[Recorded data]

- - - - -

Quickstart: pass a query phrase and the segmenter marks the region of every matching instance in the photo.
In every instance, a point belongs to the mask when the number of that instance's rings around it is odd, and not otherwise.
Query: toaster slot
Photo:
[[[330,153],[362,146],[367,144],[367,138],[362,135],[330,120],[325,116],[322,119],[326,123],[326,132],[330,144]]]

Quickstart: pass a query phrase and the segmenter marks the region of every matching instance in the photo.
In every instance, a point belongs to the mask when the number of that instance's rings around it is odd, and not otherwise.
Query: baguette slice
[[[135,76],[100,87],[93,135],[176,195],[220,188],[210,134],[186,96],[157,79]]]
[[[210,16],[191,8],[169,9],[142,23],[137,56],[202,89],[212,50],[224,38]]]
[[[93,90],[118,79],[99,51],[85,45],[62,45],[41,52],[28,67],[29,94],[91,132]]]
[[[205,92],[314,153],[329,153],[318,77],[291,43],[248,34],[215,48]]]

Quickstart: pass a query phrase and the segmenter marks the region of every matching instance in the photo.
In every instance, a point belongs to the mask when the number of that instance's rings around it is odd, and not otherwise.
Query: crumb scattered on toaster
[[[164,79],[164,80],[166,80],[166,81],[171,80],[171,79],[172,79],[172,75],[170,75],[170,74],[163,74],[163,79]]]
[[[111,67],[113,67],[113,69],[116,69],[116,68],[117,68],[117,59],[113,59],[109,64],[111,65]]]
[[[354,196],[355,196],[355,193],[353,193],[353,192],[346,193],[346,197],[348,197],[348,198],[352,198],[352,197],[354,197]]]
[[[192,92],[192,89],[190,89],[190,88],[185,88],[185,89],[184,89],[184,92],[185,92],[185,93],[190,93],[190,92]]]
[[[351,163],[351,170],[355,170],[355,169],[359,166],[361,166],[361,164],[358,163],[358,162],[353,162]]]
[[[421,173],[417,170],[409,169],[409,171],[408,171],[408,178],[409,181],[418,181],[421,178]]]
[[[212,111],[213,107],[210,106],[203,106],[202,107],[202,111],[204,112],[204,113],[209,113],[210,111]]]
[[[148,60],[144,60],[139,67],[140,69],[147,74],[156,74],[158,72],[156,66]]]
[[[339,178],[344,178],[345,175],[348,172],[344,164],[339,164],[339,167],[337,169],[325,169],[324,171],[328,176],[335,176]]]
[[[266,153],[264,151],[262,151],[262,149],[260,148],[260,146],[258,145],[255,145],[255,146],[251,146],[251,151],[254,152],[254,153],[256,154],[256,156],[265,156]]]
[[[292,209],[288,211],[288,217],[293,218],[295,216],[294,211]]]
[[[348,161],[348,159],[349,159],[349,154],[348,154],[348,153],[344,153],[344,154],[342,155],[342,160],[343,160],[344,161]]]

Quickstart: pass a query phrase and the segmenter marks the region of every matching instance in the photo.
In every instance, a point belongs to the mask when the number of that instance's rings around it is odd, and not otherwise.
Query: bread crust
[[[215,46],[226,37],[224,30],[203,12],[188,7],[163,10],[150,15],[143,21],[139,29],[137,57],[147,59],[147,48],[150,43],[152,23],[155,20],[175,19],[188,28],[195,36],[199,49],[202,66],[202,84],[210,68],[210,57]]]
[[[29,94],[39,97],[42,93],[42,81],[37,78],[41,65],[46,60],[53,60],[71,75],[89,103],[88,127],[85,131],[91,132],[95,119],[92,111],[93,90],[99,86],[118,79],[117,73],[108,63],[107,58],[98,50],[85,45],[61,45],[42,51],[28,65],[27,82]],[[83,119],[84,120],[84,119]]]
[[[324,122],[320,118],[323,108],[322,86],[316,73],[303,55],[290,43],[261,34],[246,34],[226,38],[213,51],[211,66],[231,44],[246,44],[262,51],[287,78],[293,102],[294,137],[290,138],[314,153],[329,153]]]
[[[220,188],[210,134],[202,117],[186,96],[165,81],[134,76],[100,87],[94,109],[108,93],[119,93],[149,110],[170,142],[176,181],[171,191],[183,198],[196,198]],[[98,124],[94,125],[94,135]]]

- - - - -

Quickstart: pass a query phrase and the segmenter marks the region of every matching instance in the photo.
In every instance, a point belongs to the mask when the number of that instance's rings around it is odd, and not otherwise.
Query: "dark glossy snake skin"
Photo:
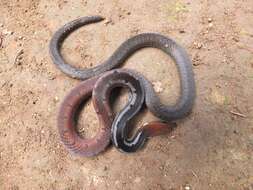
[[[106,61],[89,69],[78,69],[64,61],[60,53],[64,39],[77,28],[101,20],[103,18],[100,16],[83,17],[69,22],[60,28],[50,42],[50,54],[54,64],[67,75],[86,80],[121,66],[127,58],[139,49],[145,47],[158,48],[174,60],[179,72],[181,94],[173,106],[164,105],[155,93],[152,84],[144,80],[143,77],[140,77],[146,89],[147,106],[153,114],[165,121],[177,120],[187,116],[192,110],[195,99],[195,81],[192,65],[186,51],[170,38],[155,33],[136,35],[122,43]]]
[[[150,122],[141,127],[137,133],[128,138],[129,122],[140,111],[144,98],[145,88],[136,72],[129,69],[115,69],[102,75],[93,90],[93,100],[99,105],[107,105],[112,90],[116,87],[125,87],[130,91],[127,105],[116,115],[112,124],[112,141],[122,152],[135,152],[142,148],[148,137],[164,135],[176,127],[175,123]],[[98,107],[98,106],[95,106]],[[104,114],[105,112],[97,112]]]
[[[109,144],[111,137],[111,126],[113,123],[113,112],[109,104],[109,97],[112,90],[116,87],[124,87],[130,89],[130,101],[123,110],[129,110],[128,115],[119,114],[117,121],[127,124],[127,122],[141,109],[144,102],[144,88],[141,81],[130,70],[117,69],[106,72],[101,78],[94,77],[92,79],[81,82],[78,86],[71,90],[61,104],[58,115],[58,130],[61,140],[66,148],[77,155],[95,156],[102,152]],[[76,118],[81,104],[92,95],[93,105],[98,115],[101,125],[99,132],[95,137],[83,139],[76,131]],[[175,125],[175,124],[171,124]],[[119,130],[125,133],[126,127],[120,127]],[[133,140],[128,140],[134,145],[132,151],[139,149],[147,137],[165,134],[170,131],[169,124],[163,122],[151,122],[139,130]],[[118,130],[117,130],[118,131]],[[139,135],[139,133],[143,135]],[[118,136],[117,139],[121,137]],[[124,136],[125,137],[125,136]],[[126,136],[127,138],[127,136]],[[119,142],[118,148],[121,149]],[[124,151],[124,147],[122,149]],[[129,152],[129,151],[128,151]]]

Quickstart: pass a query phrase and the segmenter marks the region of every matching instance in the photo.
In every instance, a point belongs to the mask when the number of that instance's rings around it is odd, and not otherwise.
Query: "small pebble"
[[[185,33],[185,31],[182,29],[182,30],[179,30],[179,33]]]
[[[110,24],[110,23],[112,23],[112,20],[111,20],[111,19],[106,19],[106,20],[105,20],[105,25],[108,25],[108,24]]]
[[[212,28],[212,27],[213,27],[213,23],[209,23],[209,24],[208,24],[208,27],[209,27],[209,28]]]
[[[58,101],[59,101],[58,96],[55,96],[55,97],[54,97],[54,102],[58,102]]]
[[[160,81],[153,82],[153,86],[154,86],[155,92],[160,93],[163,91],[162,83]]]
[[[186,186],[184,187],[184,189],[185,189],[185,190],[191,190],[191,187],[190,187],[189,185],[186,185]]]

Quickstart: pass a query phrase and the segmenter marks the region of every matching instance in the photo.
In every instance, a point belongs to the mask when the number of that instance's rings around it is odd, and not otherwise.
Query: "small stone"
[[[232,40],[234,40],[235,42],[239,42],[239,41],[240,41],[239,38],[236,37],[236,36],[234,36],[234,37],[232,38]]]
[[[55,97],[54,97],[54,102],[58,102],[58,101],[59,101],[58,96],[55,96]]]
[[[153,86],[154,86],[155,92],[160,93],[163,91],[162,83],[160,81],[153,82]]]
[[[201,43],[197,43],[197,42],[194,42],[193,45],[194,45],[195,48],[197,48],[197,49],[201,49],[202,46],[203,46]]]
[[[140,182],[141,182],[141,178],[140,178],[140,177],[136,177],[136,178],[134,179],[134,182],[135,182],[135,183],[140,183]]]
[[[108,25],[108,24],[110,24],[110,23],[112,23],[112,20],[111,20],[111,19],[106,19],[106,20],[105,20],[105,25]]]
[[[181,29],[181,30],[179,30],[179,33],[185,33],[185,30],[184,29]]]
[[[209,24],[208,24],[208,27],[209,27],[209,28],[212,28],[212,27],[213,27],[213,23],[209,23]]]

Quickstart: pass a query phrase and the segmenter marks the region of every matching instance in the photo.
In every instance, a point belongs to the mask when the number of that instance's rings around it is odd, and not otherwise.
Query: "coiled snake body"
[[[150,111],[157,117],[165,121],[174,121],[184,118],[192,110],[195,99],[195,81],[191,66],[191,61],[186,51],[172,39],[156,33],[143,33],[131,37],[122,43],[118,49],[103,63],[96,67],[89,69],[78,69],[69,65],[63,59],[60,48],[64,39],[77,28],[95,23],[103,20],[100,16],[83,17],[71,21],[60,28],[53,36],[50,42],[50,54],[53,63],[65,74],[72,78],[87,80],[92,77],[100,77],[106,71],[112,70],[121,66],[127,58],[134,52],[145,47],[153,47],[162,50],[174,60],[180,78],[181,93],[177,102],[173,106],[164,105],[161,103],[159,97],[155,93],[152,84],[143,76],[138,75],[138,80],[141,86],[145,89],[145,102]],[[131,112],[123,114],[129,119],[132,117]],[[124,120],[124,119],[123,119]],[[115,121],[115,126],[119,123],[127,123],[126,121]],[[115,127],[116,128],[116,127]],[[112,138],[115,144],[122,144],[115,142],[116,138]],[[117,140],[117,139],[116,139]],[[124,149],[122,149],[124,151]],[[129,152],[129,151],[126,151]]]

- - - - -

**What needs to be done**.
Count the lines of the data above that contain the string "small", treating uppercase and lowercase as different, and reply with only the number.

**Final result**.
2